◆ Problem description ◆
Nothing in the records may be altered, so transcribe them exactly.

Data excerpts
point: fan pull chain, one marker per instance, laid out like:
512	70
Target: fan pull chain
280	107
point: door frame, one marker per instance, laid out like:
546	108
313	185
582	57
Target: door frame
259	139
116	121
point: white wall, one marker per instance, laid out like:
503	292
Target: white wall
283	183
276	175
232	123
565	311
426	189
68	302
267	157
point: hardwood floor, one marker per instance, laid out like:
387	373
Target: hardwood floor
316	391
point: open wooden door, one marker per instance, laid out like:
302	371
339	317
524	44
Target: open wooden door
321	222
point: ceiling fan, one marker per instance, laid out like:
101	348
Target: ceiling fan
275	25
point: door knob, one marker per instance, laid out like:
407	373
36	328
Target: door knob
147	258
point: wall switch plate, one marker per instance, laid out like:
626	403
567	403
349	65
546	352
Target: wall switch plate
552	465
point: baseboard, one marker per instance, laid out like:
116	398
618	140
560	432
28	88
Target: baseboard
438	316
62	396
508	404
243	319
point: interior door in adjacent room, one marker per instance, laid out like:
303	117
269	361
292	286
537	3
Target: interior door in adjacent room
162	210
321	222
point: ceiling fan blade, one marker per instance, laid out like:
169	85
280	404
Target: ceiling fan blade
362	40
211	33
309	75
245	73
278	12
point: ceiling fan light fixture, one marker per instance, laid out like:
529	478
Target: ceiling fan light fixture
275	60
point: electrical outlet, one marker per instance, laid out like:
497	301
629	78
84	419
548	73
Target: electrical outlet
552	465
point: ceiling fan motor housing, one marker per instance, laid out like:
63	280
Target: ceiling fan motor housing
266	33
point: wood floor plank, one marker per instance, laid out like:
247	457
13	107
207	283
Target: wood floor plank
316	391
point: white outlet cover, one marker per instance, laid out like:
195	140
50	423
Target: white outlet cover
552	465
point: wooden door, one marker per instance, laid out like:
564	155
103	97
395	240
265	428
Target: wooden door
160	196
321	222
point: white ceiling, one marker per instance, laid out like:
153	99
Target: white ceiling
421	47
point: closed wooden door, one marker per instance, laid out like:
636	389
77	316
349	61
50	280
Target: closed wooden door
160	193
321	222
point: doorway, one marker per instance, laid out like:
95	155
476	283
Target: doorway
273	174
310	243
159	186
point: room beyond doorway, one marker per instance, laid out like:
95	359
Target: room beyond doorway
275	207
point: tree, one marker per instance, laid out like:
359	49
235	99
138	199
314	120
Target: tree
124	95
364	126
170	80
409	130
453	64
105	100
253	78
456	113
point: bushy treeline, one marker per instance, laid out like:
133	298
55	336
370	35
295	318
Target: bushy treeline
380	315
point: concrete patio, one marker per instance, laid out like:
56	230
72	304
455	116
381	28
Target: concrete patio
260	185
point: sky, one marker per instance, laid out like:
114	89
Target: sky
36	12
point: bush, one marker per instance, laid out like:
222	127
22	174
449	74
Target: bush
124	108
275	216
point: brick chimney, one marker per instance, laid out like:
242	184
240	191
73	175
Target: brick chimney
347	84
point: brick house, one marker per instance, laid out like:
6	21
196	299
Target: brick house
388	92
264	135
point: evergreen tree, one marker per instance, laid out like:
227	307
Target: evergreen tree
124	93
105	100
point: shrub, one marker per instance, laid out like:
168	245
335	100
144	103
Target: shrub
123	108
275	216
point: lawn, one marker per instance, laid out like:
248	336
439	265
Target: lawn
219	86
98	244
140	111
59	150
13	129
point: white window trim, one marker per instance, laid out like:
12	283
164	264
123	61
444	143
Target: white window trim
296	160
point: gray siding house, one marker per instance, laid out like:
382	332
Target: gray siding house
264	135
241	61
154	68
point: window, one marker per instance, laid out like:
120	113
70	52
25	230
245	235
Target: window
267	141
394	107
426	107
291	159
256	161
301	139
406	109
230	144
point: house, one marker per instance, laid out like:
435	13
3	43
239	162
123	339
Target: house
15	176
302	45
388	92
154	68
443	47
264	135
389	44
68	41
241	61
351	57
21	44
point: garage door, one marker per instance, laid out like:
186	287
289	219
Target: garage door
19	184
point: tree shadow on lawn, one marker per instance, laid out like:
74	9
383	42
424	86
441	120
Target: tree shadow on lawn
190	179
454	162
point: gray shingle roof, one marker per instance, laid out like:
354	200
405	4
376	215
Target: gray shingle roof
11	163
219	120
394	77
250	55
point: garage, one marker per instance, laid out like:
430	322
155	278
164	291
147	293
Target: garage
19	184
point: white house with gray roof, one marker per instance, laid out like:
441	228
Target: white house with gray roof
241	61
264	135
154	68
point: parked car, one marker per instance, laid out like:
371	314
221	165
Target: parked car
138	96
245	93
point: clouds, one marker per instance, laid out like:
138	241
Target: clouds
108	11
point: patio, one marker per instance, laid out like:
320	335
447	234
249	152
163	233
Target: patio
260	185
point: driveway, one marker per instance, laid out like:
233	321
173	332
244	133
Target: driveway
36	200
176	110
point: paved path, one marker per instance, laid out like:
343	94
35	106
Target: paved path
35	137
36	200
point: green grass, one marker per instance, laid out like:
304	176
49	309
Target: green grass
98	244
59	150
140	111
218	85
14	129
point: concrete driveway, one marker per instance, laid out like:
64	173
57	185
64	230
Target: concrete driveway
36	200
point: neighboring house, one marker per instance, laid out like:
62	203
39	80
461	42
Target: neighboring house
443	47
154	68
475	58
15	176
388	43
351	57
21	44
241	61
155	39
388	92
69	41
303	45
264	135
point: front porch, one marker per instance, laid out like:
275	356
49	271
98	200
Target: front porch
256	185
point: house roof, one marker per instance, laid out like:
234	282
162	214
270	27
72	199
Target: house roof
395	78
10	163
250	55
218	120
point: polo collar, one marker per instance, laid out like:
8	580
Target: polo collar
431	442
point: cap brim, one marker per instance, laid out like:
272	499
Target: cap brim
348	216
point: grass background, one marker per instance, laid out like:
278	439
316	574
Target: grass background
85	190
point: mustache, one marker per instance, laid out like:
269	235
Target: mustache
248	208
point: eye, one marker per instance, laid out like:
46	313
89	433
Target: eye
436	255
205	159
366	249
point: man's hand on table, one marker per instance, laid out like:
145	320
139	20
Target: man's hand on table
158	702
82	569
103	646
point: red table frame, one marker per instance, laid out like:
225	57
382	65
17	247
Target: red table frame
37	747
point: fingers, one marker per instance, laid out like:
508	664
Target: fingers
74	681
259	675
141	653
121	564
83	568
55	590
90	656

◆ Answer to this task ◆
point: fan pull chain, one marker per instance, laid out like:
512	70
Target: fan pull chain
280	107
point: door frame, one marker per instance, laid out like:
546	108
313	185
582	57
Target: door frame
259	139
116	121
point: white wall, one marker per instance, laid out like:
503	292
Target: white wall
283	183
276	175
232	123
565	311
426	189
68	302
267	157
point: hardwood floor, one marker per instance, laid out like:
387	373
Target: hardwood floor
316	391
point: open wooden door, one marker per instance, laid out like:
302	371
339	317
524	44
Target: open wooden door
321	222
point: ceiling fan, one marker per instance, laid out like:
101	348
Target: ceiling fan
275	25
point: door knob, one marker per instance, laid out like:
407	373
36	328
Target: door knob
147	258
point: wall switch plate, one marker per instance, laid out like:
626	403
567	403
349	65
546	352
Target: wall switch plate
552	465
point: baseboard, one marker per instance, laid out like:
116	398
618	140
560	432
28	88
Target: baseboard
438	316
62	396
508	404
243	319
point: interior door in adjacent room, one marker per instance, laid out like:
303	117
269	361
292	286
537	3
Target: interior door in adjacent room
162	210
321	222
point: ceiling fan blade, one marker per instance, laid out like:
169	85
280	404
Target: ceiling fan blade
362	40
211	33
309	75
245	73
278	12
point: ceiling fan light fixture, one marker per instance, laid out like:
529	478
Target: ceiling fan light fixture
275	60
point: electrical outlet, one marker per instance, laid out like:
497	301
629	78
84	419
548	73
Target: electrical outlet
552	465
point: ceiling fan motor housing, one marker per instance, laid out like:
63	280
Target: ceiling fan motor housing
266	33
point: wood floor plank, one marker per instance, laid out like:
247	457
13	107
207	283
Target: wood floor plank
316	391
point: white outlet cover, one marker per instance, laid out like:
195	140
50	423
Target: white outlet cover
552	465
point: wooden door, one marker per instance, laid out like:
564	155
103	97
395	240
265	428
Target: wooden door
160	196
321	222
point: white ceiling, one marker per instance, laid out like:
153	99
Target: white ceiling
421	47
point: closed wooden door, one marker per instance, laid out like:
636	389
77	316
349	61
50	280
Target: closed wooden door
160	193
321	222
point: doorway, one marker per instance, laid out like:
95	155
476	283
Target: doorway
273	174
310	243
159	186
point: room beyond doorway, one marker per instance, laid out like:
95	359
Target: room beyond doorway
275	207
point: tree, one marker per instance, laid out like:
359	49
235	99
138	199
314	120
Target: tree
124	95
364	126
170	80
409	130
453	64
105	100
253	78
456	113
point: bushy treeline, one marker per instance, laid out like:
133	298
55	336
370	35
295	318
Target: bushy treeline
380	315
point: concrete patio, one marker per instance, laid out like:
56	230
72	304
455	116
381	28
Target: concrete patio
260	185
point: sky, one marker per instance, laid out like:
114	89
Target: sky
36	12
point: bush, one marker per instance, laid out like:
222	127
22	174
449	74
Target: bush
124	108
275	216
point: brick chimney, one marker per instance, laid out like:
242	184
240	191
73	175
Target: brick chimney
347	84
point: brick house, one marker per instance, laid out like:
6	21
196	299
Target: brick house
388	92
264	135
point: evergreen tree, one marker per instance, laid out like:
227	307
Target: evergreen tree
124	93
105	100
point: shrub, one marker per instance, laid out like:
168	245
335	100
144	103
Target: shrub
123	108
275	216
point: lawn, one marker per instance, laid out like:
248	336
439	265
Target: lawn
219	86
98	244
140	111
59	150
13	129
point: white window trim, one marker per instance, laid out like:
12	283
164	264
123	61
444	143
Target: white window trim
296	160
point: gray siding house, one marker per instance, laid out like:
382	332
Target: gray siding house
264	135
241	61
154	68
point: window, one marker per instance, laid out like:
120	113
70	52
25	230
245	235
Target: window
267	141
394	107
426	107
291	159
256	161
301	139
406	109
230	144
point: house, one marker per instance, laid out like:
435	13
3	43
239	162
123	339
Target: house
15	176
302	45
388	92
154	68
443	47
264	135
389	44
68	41
241	61
351	57
21	44
point: garage door, one marker per instance, laid out like:
186	287
289	219
Target: garage door
19	184
point: tree shadow on lawn, one marker per instance, laid out like:
74	9
383	42
424	86
441	120
Target: tree shadow on lawn
190	179
454	162
point: gray shingle roof, one marker per instance, laid out like:
354	200
405	4
376	215
Target: gray shingle roof
11	163
219	120
394	77
250	55
point: garage, one marker per instance, laid out like:
430	322
155	278
164	291
147	293
Target: garage
19	184
point: white house with gray roof, one marker per instance, laid out like:
441	228
Target: white house with gray roof
241	61
264	135
154	68
point: parked car, one marker per instance, laid out like:
371	314
221	165
Target: parked car
138	96
245	93
point: clouds, one marker per instance, laid out like:
138	241
Target: clouds
108	11
point: patio, one marker per instance, laid out like:
320	335
447	234
249	152
163	233
Target: patio
260	185
point: driveway, one marker per instance, laid out like:
233	321
173	332
244	133
Target: driveway
36	200
176	110
point: paved path, one marker per instance, laid out like:
343	94
35	106
Target: paved path
35	137
36	200
point: green grass, one marker per instance, laid out like:
304	176
49	309
Target: green grass
98	244
59	150
140	111
218	85
14	129
point: concrete driveway, one marker per instance, laid out like:
64	173
57	185
64	230
Target: concrete driveway
36	200
point: neighboring house, one marker per instance, laid out like:
62	203
39	80
461	42
Target: neighboring house
443	47
154	68
475	58
15	176
388	43
351	57
21	44
241	61
155	39
388	92
69	41
303	45
264	135
point: front porch, one marker per instance, laid out like:
275	356
49	271
98	200
Target: front porch
256	185
point: house roof, one marker per instance, laid out like:
234	282
162	214
270	27
72	199
Target: house roof
395	78
10	163
250	55
218	120
point: polo collar, one marker per instance, laid out like:
8	580
Target: polo collar
431	442
point: cap brim, one marker per instance, laid out like:
272	499
Target: cap brim
348	216
point: grass background, one marker per instance, laid out like:
278	439
316	574
Target: grass background
85	190
point: mustache, one marker per instance, laid out like:
269	235
Target: mustache
248	208
point: eye, one marker per instance, laid out like:
46	313
89	433
Target: eye
436	255
205	159
366	249
point: man's hand on table, one marker per instance, laid out like:
145	320
139	20
Target: man's hand on table
158	702
82	569
103	646
point: red table frame, one marker per instance, laid out like:
225	57
382	65
17	247
Target: red table frame
37	747
point: fingers, one marker per instance, laid out like:
508	664
Target: fingers
74	681
259	675
141	653
121	564
83	568
55	590
90	656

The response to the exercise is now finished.